[Stored data entries]:
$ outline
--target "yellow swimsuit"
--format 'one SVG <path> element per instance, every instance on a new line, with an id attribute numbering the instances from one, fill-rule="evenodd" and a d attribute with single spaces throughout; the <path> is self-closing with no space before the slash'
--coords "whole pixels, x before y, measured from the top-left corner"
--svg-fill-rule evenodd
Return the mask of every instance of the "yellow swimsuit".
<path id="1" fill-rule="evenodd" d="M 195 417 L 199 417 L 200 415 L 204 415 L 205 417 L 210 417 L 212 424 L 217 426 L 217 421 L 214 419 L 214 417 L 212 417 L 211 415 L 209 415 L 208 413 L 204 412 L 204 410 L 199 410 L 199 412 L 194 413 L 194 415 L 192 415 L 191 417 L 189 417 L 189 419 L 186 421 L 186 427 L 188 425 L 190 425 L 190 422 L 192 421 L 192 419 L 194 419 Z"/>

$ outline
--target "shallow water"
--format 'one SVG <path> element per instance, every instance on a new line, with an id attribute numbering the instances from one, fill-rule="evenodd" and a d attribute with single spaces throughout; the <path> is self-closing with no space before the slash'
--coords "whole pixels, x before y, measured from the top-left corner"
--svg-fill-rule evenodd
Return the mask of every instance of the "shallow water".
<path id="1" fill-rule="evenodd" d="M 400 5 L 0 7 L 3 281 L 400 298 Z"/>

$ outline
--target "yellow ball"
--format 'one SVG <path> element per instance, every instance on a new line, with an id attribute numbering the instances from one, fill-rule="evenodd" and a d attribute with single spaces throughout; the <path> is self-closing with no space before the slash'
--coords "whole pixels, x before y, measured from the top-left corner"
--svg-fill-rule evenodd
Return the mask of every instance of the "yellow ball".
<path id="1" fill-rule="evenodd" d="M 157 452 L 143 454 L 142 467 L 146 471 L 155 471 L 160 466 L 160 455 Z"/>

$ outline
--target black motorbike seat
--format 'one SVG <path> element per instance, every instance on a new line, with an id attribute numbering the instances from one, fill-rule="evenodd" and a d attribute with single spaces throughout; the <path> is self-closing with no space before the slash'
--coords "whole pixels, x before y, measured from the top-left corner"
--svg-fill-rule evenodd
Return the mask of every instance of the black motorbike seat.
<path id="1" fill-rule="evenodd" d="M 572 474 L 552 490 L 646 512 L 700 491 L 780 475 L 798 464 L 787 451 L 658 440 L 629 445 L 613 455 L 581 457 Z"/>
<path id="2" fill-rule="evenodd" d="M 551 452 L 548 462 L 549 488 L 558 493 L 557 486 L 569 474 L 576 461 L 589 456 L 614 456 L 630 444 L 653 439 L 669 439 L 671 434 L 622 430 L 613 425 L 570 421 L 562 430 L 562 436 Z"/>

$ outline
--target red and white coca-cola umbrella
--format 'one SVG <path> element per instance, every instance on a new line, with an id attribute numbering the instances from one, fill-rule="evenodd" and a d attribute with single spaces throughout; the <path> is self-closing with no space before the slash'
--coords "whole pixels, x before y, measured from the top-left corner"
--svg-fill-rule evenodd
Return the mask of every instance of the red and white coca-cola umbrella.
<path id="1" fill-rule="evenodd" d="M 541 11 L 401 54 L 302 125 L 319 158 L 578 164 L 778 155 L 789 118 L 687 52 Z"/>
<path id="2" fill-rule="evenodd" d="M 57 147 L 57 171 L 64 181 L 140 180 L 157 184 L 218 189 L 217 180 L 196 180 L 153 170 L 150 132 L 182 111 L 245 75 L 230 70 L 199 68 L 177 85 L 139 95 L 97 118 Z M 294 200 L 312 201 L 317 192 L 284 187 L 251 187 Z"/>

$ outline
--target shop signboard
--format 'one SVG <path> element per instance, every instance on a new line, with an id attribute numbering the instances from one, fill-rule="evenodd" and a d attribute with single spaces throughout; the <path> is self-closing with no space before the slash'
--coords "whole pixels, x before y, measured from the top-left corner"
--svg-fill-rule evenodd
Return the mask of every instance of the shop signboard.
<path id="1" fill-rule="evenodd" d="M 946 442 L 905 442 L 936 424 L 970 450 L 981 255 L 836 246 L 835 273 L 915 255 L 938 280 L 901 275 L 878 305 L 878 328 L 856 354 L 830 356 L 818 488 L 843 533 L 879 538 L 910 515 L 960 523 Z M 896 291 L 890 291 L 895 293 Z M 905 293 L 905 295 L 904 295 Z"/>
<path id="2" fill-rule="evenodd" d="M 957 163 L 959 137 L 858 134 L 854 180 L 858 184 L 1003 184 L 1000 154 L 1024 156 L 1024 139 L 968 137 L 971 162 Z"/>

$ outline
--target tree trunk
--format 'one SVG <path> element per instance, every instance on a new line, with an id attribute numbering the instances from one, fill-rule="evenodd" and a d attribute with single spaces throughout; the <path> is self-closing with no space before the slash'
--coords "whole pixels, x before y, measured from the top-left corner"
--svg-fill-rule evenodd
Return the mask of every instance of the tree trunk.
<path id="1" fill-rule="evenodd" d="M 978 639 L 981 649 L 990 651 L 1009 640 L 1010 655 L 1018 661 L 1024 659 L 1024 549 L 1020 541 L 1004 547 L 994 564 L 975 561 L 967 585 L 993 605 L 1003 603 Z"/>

[What is expected]: Of the lines above, show those in which "target" appears.

[Expected answer]:
--target "yellow swimsuit"
--target "shallow water"
--target "yellow ball"
--target black motorbike seat
--target red and white coca-cola umbrella
--target shop signboard
--target tree trunk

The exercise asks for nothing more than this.